** Start of Items **

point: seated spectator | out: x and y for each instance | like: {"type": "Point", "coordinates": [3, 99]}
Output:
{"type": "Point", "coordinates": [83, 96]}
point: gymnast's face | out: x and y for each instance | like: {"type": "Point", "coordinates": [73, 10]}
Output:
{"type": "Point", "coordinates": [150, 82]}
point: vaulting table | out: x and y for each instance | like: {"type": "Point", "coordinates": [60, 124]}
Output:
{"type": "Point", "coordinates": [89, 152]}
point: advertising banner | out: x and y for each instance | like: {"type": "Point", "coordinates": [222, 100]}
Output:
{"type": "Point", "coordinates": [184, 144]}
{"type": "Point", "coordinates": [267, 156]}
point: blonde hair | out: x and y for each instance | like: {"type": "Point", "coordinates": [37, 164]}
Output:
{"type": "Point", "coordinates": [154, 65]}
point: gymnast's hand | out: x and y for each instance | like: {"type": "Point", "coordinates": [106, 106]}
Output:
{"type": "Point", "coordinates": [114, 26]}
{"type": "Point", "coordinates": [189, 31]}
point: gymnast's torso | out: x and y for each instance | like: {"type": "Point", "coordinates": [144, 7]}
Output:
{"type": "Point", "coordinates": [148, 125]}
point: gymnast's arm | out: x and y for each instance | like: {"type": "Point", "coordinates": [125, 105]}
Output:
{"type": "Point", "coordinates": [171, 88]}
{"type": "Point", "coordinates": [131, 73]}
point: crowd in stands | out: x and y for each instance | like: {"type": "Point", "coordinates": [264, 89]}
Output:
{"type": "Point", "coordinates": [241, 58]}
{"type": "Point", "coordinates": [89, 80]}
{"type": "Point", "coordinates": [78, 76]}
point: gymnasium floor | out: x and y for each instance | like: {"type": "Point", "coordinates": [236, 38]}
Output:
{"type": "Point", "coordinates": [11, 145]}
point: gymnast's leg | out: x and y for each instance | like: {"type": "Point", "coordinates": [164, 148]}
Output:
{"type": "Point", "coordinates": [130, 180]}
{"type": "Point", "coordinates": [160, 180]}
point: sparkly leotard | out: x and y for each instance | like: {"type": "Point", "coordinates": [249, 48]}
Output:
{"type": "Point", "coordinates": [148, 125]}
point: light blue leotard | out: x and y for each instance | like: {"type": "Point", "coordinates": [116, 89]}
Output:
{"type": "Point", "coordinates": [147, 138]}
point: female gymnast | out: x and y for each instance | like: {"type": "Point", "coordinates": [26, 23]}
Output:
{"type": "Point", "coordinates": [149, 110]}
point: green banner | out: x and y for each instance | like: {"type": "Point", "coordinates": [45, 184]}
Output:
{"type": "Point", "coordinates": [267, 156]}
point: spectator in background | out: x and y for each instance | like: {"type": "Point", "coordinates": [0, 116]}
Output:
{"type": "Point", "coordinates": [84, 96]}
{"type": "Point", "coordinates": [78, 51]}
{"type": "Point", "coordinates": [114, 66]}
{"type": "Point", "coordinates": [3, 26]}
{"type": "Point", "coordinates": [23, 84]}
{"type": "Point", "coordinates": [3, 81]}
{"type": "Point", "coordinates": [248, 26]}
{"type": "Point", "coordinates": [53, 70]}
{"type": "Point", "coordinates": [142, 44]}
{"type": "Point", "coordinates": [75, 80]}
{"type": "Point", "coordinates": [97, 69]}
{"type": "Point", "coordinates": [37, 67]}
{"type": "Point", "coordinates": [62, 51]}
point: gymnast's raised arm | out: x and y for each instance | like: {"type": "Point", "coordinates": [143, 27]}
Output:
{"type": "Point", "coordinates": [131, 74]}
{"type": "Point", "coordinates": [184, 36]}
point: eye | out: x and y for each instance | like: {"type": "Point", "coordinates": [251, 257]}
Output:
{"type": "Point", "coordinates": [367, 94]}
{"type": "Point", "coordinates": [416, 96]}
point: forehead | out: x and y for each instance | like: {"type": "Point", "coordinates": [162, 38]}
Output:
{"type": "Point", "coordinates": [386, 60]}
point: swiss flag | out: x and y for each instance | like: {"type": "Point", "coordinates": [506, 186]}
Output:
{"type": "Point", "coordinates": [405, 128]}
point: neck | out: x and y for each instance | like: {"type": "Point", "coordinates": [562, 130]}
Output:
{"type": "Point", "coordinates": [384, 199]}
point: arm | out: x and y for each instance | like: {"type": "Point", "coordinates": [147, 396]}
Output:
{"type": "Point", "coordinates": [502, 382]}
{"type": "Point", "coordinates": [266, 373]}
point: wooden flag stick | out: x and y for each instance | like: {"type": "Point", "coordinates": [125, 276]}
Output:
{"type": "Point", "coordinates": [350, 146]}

** End of Items **

■ The exercise
Write out only the final block of lines, starting at the line with "point: gymnast's raised" and running to the end of the material.

■ Answer below
point: gymnast's raised arm | out: x and y for each instance | like: {"type": "Point", "coordinates": [143, 27]}
Output:
{"type": "Point", "coordinates": [131, 74]}
{"type": "Point", "coordinates": [184, 36]}
point: eye | out: x and y for each instance | like: {"type": "Point", "coordinates": [251, 257]}
Output:
{"type": "Point", "coordinates": [367, 94]}
{"type": "Point", "coordinates": [416, 96]}
point: forehead | out: x and y for each instance | like: {"type": "Point", "coordinates": [162, 38]}
Output:
{"type": "Point", "coordinates": [386, 60]}
point: swiss flag | out: x and y for each instance | like: {"type": "Point", "coordinates": [506, 186]}
Output:
{"type": "Point", "coordinates": [405, 128]}
point: neck | out: x and y for each instance | like: {"type": "Point", "coordinates": [562, 130]}
Output:
{"type": "Point", "coordinates": [384, 199]}
point: arm | out: x and y for each instance | like: {"type": "Point", "coordinates": [147, 396]}
Output:
{"type": "Point", "coordinates": [502, 382]}
{"type": "Point", "coordinates": [266, 373]}
point: wooden flag stick | out: x and y for each instance | like: {"type": "Point", "coordinates": [125, 276]}
Output:
{"type": "Point", "coordinates": [350, 146]}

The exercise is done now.